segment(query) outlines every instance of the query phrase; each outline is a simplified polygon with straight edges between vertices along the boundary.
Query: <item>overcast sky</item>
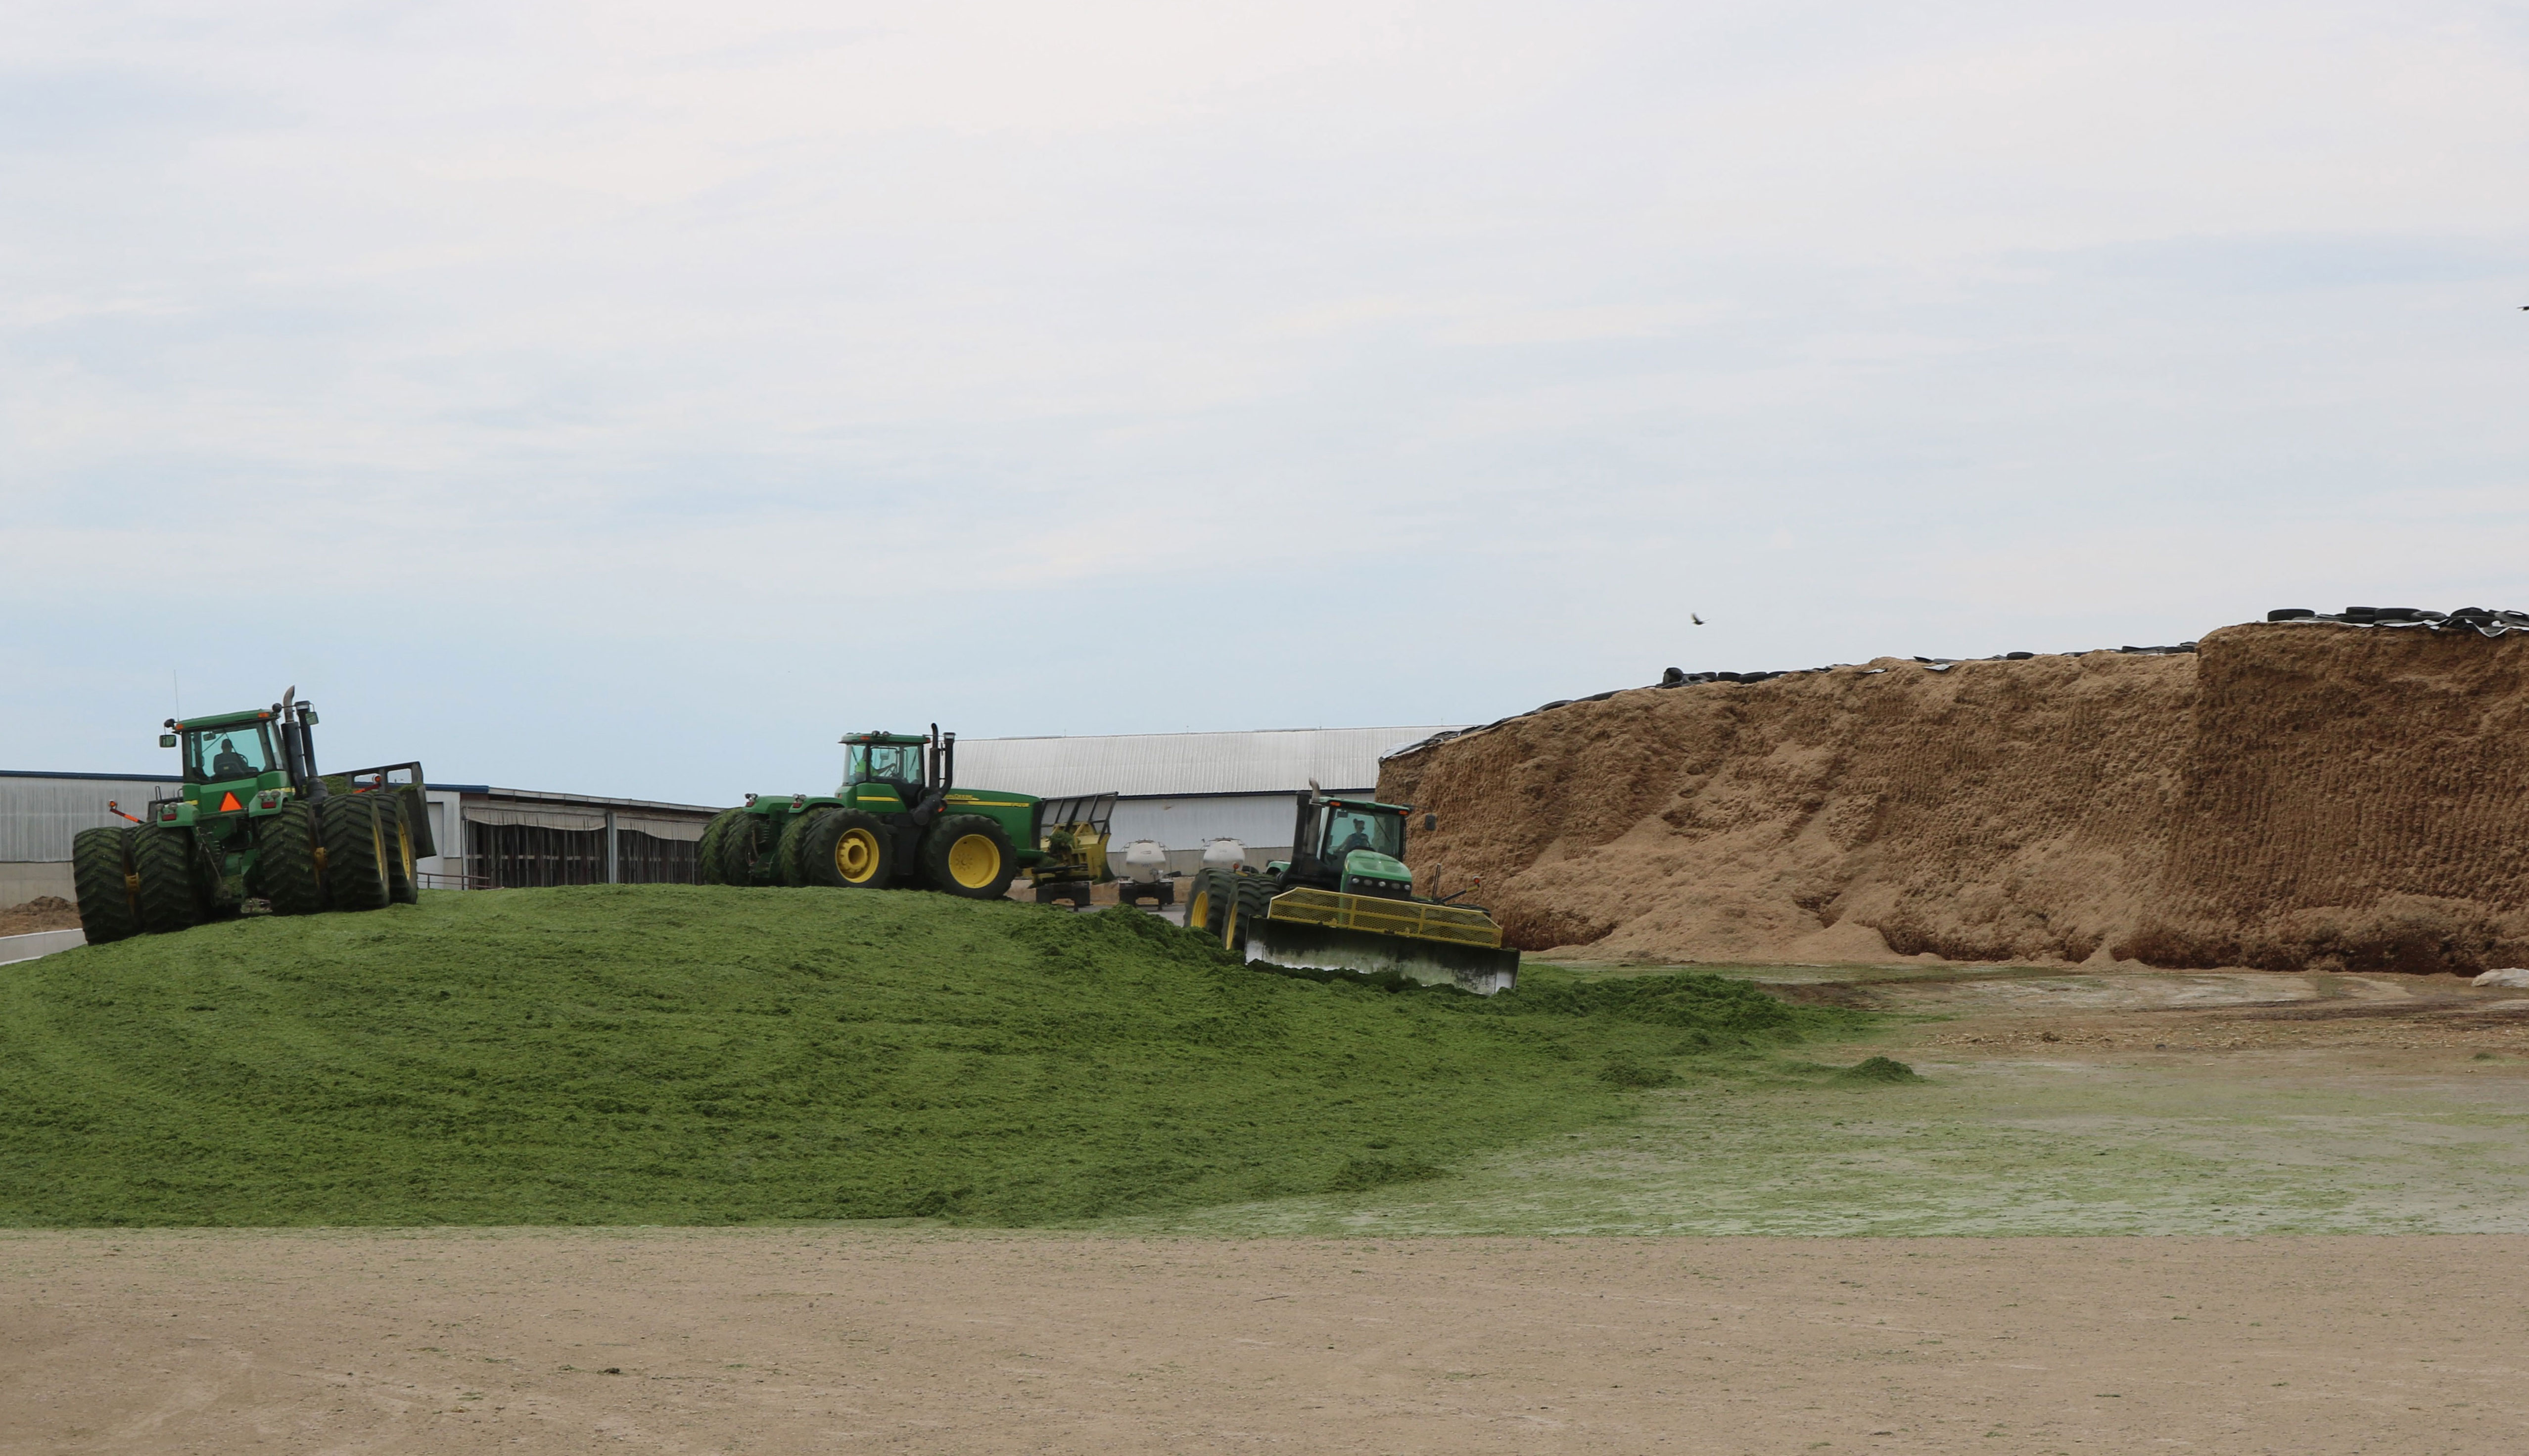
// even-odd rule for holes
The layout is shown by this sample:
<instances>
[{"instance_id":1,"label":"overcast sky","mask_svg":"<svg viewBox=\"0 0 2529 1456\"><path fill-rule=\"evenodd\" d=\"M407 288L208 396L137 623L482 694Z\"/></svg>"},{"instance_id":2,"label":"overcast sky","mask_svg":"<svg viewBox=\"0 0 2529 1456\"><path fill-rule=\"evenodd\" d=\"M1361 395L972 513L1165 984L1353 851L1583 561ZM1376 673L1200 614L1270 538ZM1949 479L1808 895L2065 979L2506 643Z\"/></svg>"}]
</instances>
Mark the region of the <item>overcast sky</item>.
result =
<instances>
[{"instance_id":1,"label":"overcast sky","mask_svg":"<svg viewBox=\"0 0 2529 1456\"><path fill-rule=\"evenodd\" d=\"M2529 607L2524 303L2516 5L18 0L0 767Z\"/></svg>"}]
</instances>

**INSTRUCTIONS TO FOLLOW:** What's needed here is an exact repeat of all the records above, pictures excluded.

**FINISHED TASK:**
segment(query) outlines every instance of the query phrase; each outline is a simplified polygon with straight edges between vertices along the boundary.
Query: <item>overcast sky</item>
// even-odd rule for holes
The layout is shown by this sample:
<instances>
[{"instance_id":1,"label":"overcast sky","mask_svg":"<svg viewBox=\"0 0 2529 1456\"><path fill-rule=\"evenodd\" d=\"M407 288L208 396L137 623L482 694Z\"/></svg>"},{"instance_id":2,"label":"overcast sky","mask_svg":"<svg viewBox=\"0 0 2529 1456\"><path fill-rule=\"evenodd\" d=\"M1361 395L972 513L1165 984L1353 851L1583 561ZM1376 673L1200 614L1270 538ZM1949 479L1808 895L2065 979L2506 643Z\"/></svg>"}]
</instances>
Mark the region of the <item>overcast sky</item>.
result =
<instances>
[{"instance_id":1,"label":"overcast sky","mask_svg":"<svg viewBox=\"0 0 2529 1456\"><path fill-rule=\"evenodd\" d=\"M2529 607L2524 303L2516 5L18 0L0 767Z\"/></svg>"}]
</instances>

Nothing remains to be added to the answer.